- Set task
Reproduce the data below, changing each "a great help" to "much appreciated" and leaving every other part untouched.
# start of Entries
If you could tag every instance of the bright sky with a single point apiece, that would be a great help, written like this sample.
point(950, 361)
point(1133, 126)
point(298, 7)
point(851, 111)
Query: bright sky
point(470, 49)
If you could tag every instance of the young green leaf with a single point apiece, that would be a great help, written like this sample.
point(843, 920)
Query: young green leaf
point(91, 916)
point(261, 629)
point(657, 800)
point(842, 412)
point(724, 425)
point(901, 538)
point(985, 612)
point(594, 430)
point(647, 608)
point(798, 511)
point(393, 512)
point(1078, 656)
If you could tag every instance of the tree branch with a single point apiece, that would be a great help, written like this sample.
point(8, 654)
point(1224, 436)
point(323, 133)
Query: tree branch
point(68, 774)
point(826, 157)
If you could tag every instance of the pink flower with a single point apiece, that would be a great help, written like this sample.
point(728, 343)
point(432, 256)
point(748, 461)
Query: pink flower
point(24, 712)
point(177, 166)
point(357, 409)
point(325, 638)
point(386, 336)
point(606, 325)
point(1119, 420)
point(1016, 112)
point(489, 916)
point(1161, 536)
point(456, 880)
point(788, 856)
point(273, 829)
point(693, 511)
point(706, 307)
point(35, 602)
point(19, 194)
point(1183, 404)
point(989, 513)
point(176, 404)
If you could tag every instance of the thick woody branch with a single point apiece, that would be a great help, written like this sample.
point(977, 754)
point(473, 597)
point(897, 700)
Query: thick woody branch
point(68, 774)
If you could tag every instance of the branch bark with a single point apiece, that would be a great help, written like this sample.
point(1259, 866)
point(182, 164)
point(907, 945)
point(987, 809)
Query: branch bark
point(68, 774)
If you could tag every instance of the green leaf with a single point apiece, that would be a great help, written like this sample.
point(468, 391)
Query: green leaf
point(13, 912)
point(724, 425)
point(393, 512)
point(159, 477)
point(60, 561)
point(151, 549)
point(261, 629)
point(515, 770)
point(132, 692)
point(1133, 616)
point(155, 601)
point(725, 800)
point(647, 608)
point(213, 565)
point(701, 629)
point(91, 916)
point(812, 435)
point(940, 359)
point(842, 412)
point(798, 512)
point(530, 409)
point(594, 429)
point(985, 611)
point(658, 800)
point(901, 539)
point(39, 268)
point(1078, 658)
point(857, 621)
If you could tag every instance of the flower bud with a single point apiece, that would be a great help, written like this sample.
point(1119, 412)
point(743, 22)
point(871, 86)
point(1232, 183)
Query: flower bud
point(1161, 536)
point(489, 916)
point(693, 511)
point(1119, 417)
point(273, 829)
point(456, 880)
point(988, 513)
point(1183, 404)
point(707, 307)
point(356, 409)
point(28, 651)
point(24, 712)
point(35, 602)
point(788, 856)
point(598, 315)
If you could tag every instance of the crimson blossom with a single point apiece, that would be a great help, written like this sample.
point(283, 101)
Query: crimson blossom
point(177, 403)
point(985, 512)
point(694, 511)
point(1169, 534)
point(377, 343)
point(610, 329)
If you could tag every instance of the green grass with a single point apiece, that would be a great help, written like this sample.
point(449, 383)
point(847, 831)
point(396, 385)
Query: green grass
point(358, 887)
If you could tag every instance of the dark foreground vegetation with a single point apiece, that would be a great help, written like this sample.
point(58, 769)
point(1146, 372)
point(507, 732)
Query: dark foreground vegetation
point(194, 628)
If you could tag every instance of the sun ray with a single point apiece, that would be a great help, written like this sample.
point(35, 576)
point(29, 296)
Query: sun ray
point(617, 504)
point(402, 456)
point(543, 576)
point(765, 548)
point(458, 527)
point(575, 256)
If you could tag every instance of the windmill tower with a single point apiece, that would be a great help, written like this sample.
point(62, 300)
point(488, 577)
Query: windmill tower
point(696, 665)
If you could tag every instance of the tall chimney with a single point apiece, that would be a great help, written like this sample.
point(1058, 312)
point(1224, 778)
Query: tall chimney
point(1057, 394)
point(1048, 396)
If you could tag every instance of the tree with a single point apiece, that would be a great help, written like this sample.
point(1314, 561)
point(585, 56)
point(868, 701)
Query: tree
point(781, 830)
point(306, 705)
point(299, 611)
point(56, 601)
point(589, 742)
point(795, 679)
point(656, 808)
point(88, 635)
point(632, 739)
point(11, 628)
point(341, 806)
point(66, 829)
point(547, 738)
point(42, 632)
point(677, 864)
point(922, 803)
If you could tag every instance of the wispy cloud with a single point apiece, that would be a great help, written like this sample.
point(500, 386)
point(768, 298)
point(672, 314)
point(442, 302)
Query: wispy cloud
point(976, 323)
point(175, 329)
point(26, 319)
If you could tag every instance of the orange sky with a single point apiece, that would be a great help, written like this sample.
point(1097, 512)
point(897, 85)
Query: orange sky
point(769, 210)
# end of Entries
- Task result
If you could tag every instance of the bright sky with a single point apiece, that would be much appreciated, written like this sample.
point(950, 361)
point(1133, 126)
point(298, 7)
point(851, 111)
Query: bright sky
point(470, 49)
If you could tag every instance of the young green leaf with a single point apiece, that would be much appreciated, written like this sample.
point(843, 920)
Query: young green leaf
point(91, 916)
point(261, 629)
point(657, 800)
point(842, 412)
point(724, 425)
point(901, 538)
point(985, 612)
point(594, 430)
point(647, 608)
point(798, 511)
point(393, 512)
point(1078, 656)
If you could tag every instance of the tree branch with a single point apiece, that would be much appreciated, written like this sample.
point(8, 654)
point(1224, 436)
point(323, 133)
Query: tree branch
point(68, 774)
point(826, 157)
If you could tag every instance of the pink flower with a single point apiece, that would be much appreciated, written like this sample.
point(728, 343)
point(432, 256)
point(748, 461)
Query: pink flower
point(24, 712)
point(177, 166)
point(357, 409)
point(325, 638)
point(386, 336)
point(606, 325)
point(1119, 420)
point(1016, 112)
point(489, 916)
point(1161, 536)
point(456, 880)
point(788, 856)
point(273, 829)
point(693, 511)
point(706, 307)
point(35, 602)
point(19, 194)
point(1183, 404)
point(989, 513)
point(176, 404)
If you could tag every instance of the thick woody branch with a single point apiece, that would be much appreciated, written like this sample.
point(977, 754)
point(473, 597)
point(897, 700)
Query: thick woody branch
point(68, 774)
If you could tag every instance of the branch bark with a single point apiece, that would be much appreciated, written like this sample.
point(1259, 866)
point(182, 164)
point(907, 945)
point(987, 809)
Query: branch bark
point(68, 774)
If you could tag every instance of the green leaf with a single point apiece, that would be much appreciated, written like this sample.
point(468, 391)
Query: green leaf
point(13, 912)
point(724, 425)
point(393, 512)
point(159, 477)
point(60, 561)
point(151, 549)
point(261, 629)
point(515, 770)
point(132, 692)
point(1133, 616)
point(155, 601)
point(725, 800)
point(647, 608)
point(213, 565)
point(701, 629)
point(91, 916)
point(812, 435)
point(940, 359)
point(842, 412)
point(798, 512)
point(530, 409)
point(594, 429)
point(985, 611)
point(658, 800)
point(901, 539)
point(39, 268)
point(1078, 658)
point(857, 621)
If you could tag every instance of the flower bud with a single point apiece, that would be much appreciated, written like this sample.
point(1119, 412)
point(743, 22)
point(871, 86)
point(1232, 183)
Query: flower bud
point(1161, 536)
point(489, 916)
point(693, 511)
point(1119, 417)
point(273, 829)
point(456, 880)
point(988, 513)
point(1183, 404)
point(707, 307)
point(356, 409)
point(28, 651)
point(24, 712)
point(35, 602)
point(788, 856)
point(598, 315)
If you could tag every instance of the crimson blossom with a single point apiece, that would be much appreciated, written like this sample.
point(283, 101)
Query: crimson blossom
point(177, 403)
point(985, 512)
point(694, 511)
point(1169, 534)
point(377, 343)
point(610, 329)
If you could tag every instance of the green grass with a single point apiece, that would be much appreciated, written like this sample.
point(449, 383)
point(847, 831)
point(396, 385)
Query: green grass
point(358, 887)
If you could tag every instance of the dark foreground vegetation with a single point apiece, that would be much appreciated, written like this sample.
point(58, 769)
point(1146, 372)
point(507, 732)
Query: dark foreground vegetation
point(194, 628)
If you could tag every instance of the sun ray with a single point apiece, that would be much appreciated, written like this sample.
point(35, 576)
point(29, 296)
Query: sun ray
point(617, 504)
point(402, 456)
point(543, 576)
point(765, 548)
point(458, 527)
point(575, 256)
If you could tag every instance of the windmill tower with a single point apiece, that would be much appreciated, written like this sample.
point(62, 300)
point(488, 577)
Query: windmill tower
point(696, 665)
If you could tag every instance of the tall chimney with a single point apiece, that would be much appreciated, written like this sample.
point(1058, 312)
point(1224, 778)
Query: tall chimney
point(1057, 394)
point(1048, 396)
If you could tag every instance of the tree with a single point apiece, that would be much appreciated, written like this sample.
point(1314, 561)
point(585, 56)
point(868, 701)
Query: tree
point(781, 830)
point(306, 705)
point(299, 611)
point(56, 601)
point(589, 742)
point(795, 679)
point(656, 808)
point(88, 635)
point(632, 739)
point(11, 628)
point(341, 806)
point(66, 829)
point(547, 738)
point(42, 632)
point(677, 864)
point(922, 803)
If you could tag every instance of the wispy cloud with a single point apiece, that would be much appreciated, written like this sample.
point(500, 386)
point(768, 298)
point(672, 314)
point(442, 302)
Query: wispy cloud
point(976, 323)
point(175, 329)
point(26, 319)
If you could tag every instance of the orange sky with a single point apiece, that would be much appreciated, written like this sample.
point(1097, 512)
point(897, 85)
Query: orange sky
point(769, 210)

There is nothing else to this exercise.